> WHAT THE EXERCISE ASKS: From the data that follows, copy every line holding the string "left".

> Dataset items:
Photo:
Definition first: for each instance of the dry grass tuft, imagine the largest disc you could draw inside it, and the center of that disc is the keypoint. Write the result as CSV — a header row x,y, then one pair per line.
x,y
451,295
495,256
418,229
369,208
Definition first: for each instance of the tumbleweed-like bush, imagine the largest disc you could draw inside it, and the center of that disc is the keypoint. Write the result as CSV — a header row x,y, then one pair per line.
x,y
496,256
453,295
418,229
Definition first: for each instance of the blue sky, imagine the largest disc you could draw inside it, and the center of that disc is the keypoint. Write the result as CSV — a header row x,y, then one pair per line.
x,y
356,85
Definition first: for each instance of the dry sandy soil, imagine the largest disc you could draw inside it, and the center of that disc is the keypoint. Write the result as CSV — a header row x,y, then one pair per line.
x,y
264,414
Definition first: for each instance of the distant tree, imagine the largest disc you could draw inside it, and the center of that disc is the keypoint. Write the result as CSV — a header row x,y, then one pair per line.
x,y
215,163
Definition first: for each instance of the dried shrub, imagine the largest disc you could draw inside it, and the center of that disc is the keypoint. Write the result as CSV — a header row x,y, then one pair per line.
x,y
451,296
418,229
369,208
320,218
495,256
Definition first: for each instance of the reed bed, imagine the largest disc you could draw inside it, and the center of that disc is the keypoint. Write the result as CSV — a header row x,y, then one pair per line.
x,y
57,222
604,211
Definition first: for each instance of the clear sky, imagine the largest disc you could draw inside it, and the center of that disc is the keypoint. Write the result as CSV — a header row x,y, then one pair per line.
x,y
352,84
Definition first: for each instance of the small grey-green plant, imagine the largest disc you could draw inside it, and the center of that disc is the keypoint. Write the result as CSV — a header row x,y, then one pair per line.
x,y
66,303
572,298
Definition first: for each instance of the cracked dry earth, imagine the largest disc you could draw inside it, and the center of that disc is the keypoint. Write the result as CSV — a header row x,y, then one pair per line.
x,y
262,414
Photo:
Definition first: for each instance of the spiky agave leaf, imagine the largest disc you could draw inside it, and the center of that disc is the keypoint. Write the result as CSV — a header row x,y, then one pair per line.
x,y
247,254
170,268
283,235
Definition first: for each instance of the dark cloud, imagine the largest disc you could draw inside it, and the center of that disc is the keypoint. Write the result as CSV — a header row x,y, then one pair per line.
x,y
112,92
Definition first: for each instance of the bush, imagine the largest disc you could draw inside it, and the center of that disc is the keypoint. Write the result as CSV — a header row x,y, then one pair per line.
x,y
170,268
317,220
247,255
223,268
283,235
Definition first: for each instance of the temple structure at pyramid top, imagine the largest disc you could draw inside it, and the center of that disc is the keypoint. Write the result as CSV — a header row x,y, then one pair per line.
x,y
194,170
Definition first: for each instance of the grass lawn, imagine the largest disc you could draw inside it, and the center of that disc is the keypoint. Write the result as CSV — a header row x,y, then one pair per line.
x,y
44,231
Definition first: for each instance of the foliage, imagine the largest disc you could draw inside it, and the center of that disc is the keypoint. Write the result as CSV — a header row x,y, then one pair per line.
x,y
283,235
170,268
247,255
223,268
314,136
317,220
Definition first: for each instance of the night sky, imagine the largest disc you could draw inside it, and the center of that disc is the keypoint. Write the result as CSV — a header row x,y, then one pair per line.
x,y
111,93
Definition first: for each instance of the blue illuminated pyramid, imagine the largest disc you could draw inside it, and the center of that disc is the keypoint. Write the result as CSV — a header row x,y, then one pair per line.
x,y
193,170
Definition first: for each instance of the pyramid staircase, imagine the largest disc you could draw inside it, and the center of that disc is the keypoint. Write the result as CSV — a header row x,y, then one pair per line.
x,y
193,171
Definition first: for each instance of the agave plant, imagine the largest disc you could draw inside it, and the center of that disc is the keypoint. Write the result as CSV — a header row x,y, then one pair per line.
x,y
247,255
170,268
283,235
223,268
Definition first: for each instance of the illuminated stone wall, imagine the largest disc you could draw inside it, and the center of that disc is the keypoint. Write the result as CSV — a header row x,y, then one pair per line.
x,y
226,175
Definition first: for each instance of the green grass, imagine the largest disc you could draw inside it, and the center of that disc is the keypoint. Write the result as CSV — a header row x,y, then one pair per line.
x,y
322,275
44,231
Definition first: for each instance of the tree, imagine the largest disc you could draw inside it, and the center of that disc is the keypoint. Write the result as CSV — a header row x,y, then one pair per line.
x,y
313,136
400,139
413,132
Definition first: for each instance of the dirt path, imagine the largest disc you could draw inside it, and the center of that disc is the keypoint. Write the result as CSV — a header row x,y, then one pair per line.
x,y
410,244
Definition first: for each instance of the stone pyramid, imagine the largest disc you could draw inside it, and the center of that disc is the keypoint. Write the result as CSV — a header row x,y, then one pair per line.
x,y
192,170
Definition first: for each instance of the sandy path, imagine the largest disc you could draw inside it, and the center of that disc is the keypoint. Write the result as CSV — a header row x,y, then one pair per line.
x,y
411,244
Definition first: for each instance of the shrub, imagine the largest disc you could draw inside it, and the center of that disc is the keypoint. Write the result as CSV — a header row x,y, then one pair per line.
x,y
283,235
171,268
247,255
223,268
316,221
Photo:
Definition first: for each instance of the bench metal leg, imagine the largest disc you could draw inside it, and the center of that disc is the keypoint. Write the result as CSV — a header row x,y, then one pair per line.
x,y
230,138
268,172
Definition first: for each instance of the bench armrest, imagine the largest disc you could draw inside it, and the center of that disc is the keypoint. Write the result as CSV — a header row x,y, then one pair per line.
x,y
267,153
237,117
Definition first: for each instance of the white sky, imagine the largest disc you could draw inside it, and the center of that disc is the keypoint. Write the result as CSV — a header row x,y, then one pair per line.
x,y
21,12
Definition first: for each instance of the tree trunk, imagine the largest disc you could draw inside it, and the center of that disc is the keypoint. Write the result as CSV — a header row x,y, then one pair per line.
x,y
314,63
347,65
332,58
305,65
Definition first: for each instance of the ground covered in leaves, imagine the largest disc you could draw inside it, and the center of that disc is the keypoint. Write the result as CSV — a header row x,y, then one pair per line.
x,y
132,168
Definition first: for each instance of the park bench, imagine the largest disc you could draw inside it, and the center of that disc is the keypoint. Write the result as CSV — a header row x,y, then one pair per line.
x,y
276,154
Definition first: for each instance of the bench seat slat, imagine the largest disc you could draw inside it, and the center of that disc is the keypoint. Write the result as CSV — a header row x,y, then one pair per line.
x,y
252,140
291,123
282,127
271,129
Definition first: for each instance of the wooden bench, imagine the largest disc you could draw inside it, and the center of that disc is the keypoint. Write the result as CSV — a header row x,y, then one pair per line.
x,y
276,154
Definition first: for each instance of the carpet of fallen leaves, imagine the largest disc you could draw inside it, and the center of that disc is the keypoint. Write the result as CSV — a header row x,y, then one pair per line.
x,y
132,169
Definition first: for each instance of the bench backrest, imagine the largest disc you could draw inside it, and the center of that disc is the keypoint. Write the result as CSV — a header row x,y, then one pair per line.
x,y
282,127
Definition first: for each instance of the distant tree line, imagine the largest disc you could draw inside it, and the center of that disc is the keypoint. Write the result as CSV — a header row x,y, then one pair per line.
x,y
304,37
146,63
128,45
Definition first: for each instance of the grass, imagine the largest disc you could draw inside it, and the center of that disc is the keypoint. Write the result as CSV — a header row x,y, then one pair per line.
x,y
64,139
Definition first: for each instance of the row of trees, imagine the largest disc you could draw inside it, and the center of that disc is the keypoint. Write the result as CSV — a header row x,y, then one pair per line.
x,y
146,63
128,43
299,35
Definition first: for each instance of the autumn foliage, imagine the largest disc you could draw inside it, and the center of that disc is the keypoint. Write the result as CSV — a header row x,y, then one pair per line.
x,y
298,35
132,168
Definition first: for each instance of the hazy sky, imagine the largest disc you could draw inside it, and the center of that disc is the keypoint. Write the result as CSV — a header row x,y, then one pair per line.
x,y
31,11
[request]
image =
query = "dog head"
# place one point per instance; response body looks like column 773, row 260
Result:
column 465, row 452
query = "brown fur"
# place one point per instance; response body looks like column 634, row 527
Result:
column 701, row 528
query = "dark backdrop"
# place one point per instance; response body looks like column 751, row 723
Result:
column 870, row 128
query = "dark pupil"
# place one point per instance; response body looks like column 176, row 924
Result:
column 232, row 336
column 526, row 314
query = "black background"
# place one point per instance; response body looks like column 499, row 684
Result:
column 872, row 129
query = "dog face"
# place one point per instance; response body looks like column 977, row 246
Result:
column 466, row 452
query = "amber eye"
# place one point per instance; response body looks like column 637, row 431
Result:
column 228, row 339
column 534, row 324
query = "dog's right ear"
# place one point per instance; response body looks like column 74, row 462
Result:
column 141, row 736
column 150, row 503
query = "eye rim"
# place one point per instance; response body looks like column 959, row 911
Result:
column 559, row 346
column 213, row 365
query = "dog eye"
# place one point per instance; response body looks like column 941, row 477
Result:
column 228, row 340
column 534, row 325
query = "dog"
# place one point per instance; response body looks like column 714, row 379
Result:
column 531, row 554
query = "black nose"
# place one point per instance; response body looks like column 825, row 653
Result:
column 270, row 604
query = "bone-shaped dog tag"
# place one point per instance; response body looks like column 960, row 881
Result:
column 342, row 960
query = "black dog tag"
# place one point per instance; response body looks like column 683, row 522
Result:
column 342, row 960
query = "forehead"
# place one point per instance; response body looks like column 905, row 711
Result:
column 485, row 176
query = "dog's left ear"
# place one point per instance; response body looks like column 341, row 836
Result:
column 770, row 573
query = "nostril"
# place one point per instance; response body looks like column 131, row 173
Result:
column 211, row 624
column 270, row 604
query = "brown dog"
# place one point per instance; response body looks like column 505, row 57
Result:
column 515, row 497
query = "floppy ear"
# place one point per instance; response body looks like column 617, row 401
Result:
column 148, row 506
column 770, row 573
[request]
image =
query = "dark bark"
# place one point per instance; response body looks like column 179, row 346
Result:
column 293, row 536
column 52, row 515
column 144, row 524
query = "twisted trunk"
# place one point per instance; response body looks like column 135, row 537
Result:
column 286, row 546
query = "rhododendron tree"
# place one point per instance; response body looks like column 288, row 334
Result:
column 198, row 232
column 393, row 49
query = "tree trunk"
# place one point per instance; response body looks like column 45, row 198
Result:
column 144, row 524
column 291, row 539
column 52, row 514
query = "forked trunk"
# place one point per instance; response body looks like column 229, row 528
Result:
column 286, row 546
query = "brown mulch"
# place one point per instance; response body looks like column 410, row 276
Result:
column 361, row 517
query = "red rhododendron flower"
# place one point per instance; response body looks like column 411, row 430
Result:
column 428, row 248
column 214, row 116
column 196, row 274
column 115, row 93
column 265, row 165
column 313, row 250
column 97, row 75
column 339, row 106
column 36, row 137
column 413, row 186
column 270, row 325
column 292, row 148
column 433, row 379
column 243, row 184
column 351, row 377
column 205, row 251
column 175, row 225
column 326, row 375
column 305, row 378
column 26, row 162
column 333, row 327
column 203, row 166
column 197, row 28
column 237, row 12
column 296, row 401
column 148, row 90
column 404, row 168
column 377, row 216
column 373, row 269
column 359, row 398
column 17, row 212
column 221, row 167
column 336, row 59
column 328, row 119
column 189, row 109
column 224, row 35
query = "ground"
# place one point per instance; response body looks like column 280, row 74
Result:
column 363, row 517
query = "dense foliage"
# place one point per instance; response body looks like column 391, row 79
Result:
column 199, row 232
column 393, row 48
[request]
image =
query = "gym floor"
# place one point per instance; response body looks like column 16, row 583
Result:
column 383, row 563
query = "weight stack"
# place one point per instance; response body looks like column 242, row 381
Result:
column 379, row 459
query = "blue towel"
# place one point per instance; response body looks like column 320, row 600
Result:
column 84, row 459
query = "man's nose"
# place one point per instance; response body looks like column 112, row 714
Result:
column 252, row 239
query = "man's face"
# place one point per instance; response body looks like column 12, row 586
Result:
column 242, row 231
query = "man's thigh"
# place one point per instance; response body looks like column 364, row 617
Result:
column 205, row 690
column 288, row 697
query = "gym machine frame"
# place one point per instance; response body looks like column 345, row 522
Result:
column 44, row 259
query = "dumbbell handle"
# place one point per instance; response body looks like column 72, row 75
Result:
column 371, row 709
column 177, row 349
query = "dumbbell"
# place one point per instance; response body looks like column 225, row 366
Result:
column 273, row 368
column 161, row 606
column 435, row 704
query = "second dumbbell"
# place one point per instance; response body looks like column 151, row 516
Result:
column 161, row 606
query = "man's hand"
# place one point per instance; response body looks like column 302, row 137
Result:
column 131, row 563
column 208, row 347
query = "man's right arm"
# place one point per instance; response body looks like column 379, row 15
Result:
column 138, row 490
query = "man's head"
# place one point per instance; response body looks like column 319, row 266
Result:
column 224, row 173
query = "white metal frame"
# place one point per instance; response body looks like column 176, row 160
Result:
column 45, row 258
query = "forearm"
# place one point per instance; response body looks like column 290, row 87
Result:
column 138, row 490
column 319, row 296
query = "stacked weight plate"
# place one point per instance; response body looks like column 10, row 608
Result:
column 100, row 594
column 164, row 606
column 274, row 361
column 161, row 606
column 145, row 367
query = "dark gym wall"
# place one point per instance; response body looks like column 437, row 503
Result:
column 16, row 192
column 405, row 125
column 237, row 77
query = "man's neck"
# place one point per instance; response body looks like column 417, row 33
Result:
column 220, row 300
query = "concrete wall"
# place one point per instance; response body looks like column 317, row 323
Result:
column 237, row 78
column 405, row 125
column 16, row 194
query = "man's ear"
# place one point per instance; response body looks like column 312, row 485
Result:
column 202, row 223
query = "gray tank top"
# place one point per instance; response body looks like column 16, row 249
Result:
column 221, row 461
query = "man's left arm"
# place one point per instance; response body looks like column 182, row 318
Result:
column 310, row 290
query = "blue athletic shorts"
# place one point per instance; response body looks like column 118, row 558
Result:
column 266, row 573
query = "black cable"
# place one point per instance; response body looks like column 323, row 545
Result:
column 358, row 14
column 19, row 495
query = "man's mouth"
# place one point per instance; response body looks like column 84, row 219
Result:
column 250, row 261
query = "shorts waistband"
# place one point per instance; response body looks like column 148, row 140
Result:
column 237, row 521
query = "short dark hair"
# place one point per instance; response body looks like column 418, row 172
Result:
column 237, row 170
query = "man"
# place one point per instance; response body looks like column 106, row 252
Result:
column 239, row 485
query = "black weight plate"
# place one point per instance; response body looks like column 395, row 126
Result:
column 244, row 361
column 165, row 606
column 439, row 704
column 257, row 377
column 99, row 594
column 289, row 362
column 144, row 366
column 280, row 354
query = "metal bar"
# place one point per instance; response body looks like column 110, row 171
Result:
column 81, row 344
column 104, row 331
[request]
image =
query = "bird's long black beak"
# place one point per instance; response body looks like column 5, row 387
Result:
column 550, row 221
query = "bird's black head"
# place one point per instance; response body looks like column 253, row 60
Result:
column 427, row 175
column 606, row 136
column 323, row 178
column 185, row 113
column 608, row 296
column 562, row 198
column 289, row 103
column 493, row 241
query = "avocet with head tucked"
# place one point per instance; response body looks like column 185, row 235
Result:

> SOLVED EXERCISE:
query = "dog's left ear"
query = "man's left arm"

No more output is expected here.